Do you mean before the missile detonates? That would tend to sully the jumper's reputation somewhat, no?

There are defensive measures.

Pilots have pistols.

I am not worried about this unlikely scenario at all.


----------



## daftandbarmy (3 Nov 2014)

That's what the Brylcreem is for: they grab your flowing locks so they can take off your head then, voom.... slick as a whistle off you go to freedom  ;D


----------



## pbi (3 Nov 2014)

Gronk: BZ. Well said. I second all the comments made in your favour here. In one neat stroke you have shut down most of the noise that passes for serious discourse about Canada's military role in the world, whether this noise comes from the media, the masses, or the sitting Govt.


----------



## Ex-Dragoon (3 Nov 2014)

Very well put. Thank you for sharing.


----------



## dimsum (3 Nov 2014)

Has anyone actually shared it with the wider (national) media, or is it still only in the local WH paper and army.ca?  

Although, I'm sure some journos are reading this as I type.


----------



## Eye In The Sky (4 Nov 2014)

Loachman said:
			
		

> Do you mean before the missile detonates? That would tend to sully the jumper's reputation somewhat, no?
> 
> There are defensive measures.



Might earn the pilot a new call sign like "Eeek!" or "Flinch".

What a bad day you'd be having if you got shot down by a SAM and your ejection seat failed...I would be wondering if I was aiming high for a decent canopy at that point.   

 8)


----------



## Colin Parkinson (5 Nov 2014)

s2184 said:
			
		

> Today I saw two different news items related to ISIS & Canada.
> 
> 1- Canada's first air strike against ISIS target
> 2- Iraq commander said Our Fighter Jets are vulnerable for enemy attacks
> ...



I would be more worried if one of our Aurora's goes down over bad guy territory, it would be difficult to rescue the entire crew. I am assuming the US have their PJ's teams handy?


----------



## dimsum (5 Nov 2014)

Colin P said:
			
		

> I would be more worried if one of our Aurora's goes down over bad guy territory, it would be difficult to rescue the entire crew. I am assuming the US have their PJ's teams handy?



I would imagine that CSAR was one of the first considerations for the coalition, but that's just me.


----------

______

GIVEN PROBLEM 1 ▸ Please return each line of the records that contains the word "truth".

______

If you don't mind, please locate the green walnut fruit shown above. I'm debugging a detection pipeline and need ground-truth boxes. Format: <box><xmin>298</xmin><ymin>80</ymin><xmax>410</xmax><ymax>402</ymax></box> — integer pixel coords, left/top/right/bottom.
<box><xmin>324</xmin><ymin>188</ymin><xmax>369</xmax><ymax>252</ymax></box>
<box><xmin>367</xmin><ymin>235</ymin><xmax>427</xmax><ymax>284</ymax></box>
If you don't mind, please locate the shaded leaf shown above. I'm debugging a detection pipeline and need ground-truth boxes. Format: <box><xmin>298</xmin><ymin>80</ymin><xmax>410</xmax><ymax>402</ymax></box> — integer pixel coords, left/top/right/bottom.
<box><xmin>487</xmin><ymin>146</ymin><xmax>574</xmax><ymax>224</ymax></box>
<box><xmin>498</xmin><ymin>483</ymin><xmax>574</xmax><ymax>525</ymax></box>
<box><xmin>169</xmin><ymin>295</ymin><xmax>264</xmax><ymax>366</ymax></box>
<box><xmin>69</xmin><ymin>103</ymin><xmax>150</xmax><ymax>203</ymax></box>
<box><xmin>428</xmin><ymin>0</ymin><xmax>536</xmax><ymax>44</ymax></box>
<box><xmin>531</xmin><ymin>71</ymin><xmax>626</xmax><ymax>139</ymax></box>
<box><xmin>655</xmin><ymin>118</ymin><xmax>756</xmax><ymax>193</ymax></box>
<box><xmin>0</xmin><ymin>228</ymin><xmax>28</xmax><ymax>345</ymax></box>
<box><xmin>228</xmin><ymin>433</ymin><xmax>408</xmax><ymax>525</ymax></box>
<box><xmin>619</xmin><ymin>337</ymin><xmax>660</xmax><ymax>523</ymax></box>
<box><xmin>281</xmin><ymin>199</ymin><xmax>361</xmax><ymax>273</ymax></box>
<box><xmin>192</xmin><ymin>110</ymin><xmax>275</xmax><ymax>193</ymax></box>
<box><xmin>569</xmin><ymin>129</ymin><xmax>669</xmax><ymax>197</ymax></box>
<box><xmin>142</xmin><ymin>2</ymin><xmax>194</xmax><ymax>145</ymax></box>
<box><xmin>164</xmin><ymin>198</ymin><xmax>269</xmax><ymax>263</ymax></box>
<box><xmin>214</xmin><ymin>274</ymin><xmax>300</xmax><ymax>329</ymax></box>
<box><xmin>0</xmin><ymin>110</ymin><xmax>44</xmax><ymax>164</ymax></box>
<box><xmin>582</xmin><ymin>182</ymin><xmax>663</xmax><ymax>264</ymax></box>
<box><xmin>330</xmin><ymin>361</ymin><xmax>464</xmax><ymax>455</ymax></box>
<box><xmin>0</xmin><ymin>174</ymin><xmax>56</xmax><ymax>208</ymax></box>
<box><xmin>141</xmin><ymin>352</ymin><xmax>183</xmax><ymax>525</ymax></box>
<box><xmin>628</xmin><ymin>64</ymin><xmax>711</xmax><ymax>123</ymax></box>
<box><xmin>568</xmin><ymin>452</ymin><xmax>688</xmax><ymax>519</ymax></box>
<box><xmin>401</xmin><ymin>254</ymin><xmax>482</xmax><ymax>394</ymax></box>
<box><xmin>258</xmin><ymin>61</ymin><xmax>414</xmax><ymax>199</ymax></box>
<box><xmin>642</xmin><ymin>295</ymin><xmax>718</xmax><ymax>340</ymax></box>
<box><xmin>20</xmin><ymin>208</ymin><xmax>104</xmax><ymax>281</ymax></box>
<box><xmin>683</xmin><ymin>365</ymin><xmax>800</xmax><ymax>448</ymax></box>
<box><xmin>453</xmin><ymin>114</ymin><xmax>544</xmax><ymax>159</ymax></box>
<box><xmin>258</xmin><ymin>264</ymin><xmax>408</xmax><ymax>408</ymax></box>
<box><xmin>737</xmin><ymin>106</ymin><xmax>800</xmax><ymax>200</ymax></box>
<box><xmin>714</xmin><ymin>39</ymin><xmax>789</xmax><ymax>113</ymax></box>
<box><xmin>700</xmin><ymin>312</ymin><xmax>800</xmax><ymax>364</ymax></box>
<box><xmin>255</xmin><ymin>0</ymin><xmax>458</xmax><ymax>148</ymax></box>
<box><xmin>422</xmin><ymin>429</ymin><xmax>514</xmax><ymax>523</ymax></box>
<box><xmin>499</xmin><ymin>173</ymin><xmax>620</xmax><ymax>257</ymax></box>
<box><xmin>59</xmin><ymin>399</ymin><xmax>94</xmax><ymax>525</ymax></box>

______

GIVEN PROBLEM 2 ▸ Swap "noise" for "chatter" in the forum thread, then write out everything from "Gronk: BZ. Well" down to "you for sharing." with that change.

WRITTEN RESPONSE 1 ▸
If you don't mind, please locate the green walnut fruit shown above. I'm debugging a detection pipeline and need ground-truth boxes. Format: <box><xmin>298</xmin><ymin>80</ymin><xmax>410</xmax><ymax>402</ymax></box> — integer pixel coords, left/top/right/bottom.
If you don't mind, please locate the shaded leaf shown above. I'm debugging a detection pipeline and need ground-truth boxes. Format: <box><xmin>298</xmin><ymin>80</ymin><xmax>410</xmax><ymax>402</ymax></box> — integer pixel coords, left/top/right/bottom.

WRITTEN RESPONSE 2 ▸
Gronk: BZ. Well said. I second all the comments made in your favour here. In one neat stroke you have shut down most of the chatter that passes for serious discourse about Canada's military role in the world, whether this chatter comes from the media, the masses, or the sitting Govt.


----------



## Ex-Dragoon (3 Nov 2014)

Very well put. Thank you for sharing.